→ **EXERCISE TASK 1**
Which files does the thread on CPU reclaiming for SCHED_DEADLINE list as changed by the patchset?

→ **SOURCE EXCERPT**
= = =
Re: [RFC 0/8] CPU reclaiming for SCHED_DEADLINE

From: Juri Lelli
Date: Tue Jan 19 2016 - 05:10:46 EST

On 14/01/16 16:24, Luca Abeni wrote:
> Hi all,

Hi Luca,

thanks a lot for posting these patches, it is something that we need to
have at this point, IMHO.

I'll try to do some more testing hopefully soon, but, if you already
addressed Peter's comments and want to post a v2, please don't wait for
me. I'll try to test and review the next version. Let me see if I'm able
to setup that testing in the meantime :).


- Juri

> this patchset implements CPU reclaiming (using the GRUB algorithm[1])
> for SCHED_DEADLINE: basically, this feature allows SCHED_DEADLINE tasks
> to consume more than their reserved runtime, up to a maximum fraction
> of the CPU time (so that other tasks are left some spare CPU time to
> execute), if this does not break the guarantees of other SCHED_DEADLINE
> tasks.
> I send this RFC because I think the code still needs some work and/or
> cleanups (or maybe the patches should be splitted or merged in a different
> way), but I'd like to check if there is interest in merging this feature
> and if the current implementation strategy is reasonable.
> I added in cc the usual people interested in SCHED_DEADLINE patches; if
> you think that I should have added someone else, let me know (or please
> forward these patches to interested people).
> The implemented CPU reclaiming algorithm is based on tracking the
> utilization U_act of active tasks (first 5 patches), and modifying the
> runtime accounting rule (see patch 0006). The original GRUB algorithm is
> modified as described in [2] to support multiple CPUs (the original
> algorithm only considered one single CPU, this one tracks U_act per
> runqueue) and to leave an "unreclaimable" fraction of CPU time to non
> SCHED_DEADLINE tasks (the original algorithm can consume 100% of the CPU
> time, starving all the other tasks).
> I tried to split the patches so that the whole patchset can be better
> understood; if they should be organized in a different way, let me know.
> The first 5 patches (tracking of per-runqueue active utilization) can
> be useful for frequency scaling too (the tracked "active utilization"
> gives a clear hint about how much the core speed can be reduced without
> compromising the SCHED_DEADLINE guarantees):
> - patches 0001 and 0002 implement a simple tracking of the active
> utilization that is too optimistic from the theoretical point of
> view
> - patch 0003 is mainly useful for debugging this patchset and can
> be removed without problems
> - patch 0004 implements the "active utilization" tracking algorithm
> described in [1,2]. It uses a timer (named "inactive timer" here) to
> decrease U_act at the correct time (I called it the "0-lag time").
> I am working on an alternative implementation that does not use
> additional timers, but it is not ready yet; I'll post it when ready
> and tested
> - patch 0005 tracks the utilization of the tasks that can execute on
> each runqueue. It is a pessimistic approximation of U_act (so, if
> used instead of U_act it allows to reclaim less CPU time, but does
> not break SCHED_DEADLINE guarantees)
> - patches 0006-0008 implement the reclaiming algorithm.
> [1]
> [2]
> Juri Lelli (1):
> sched/deadline: add some tracepoints
> Luca Abeni (7):
> Track the active utilisation
> Correctly track the active utilisation for migrating tasks
> Improve the tracking of active utilisation
> Track the "total rq utilisation" too
> GRUB accounting
> Make GRUB a task's flag
> Do not reclaim the whole CPU bandwidth
> include/linux/sched.h | 1 +
> include/trace/events/sched.h | 69 ++++++++++++++
> include/uapi/linux/sched.h | 1 +
> kernel/sched/core.c | 3 +-
> kernel/sched/deadline.c | 214 +++++++++++++++++++++++++++++++++++++++++--
> kernel/sched/sched.h | 12 +++
> 6 files changed, 292 insertions(+), 8 deletions(-)
> --
> 1.9.1
= = =
→ **EXERCISE TASK 2**
How many lines of the listing below contain the string "shoe"?
= = =
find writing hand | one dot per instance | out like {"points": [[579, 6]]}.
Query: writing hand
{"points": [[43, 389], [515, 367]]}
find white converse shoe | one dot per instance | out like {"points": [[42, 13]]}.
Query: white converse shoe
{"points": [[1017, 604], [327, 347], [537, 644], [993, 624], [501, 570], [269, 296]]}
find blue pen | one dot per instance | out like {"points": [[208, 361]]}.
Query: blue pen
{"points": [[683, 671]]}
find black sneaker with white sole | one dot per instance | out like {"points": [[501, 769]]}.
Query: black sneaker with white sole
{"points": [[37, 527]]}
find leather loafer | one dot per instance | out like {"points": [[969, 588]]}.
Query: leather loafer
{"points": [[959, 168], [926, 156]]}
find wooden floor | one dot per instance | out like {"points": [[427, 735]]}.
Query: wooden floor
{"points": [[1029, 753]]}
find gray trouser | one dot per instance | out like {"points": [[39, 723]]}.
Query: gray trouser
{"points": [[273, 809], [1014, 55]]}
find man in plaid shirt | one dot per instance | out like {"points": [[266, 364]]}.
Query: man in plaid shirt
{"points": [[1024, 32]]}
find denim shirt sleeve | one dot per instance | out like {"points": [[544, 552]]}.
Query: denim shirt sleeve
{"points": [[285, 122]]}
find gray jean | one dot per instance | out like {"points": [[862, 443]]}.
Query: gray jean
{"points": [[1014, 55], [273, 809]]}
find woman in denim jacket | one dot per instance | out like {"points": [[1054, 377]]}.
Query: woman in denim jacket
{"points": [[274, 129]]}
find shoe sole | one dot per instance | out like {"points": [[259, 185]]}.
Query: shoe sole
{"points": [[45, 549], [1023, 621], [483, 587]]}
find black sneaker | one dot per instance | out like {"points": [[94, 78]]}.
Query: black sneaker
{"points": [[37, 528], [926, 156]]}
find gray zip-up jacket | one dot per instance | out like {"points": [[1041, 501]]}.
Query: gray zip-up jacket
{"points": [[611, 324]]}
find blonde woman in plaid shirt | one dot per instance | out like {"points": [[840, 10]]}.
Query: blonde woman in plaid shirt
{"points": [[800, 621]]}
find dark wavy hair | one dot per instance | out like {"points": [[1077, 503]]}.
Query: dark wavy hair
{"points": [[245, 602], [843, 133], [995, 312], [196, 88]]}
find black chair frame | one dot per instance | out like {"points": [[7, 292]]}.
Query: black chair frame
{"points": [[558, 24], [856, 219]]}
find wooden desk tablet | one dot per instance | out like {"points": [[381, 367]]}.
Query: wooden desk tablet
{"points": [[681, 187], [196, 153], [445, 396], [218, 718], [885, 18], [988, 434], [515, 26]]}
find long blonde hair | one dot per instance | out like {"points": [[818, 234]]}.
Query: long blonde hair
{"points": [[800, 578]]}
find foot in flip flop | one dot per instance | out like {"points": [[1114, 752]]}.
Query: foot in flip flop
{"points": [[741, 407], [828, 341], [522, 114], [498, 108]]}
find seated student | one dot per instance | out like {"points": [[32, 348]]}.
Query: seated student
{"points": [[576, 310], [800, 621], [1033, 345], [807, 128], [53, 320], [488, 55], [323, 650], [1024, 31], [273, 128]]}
= = =
→ **WRITTEN SOLUTION 1**
include/linux/sched.h
include/trace/events/sched.h
include/uapi/linux/sched.h
kernel/sched/core.c
kernel/sched/deadline.c
kernel/sched/sched.h

→ **WRITTEN SOLUTION 2**
4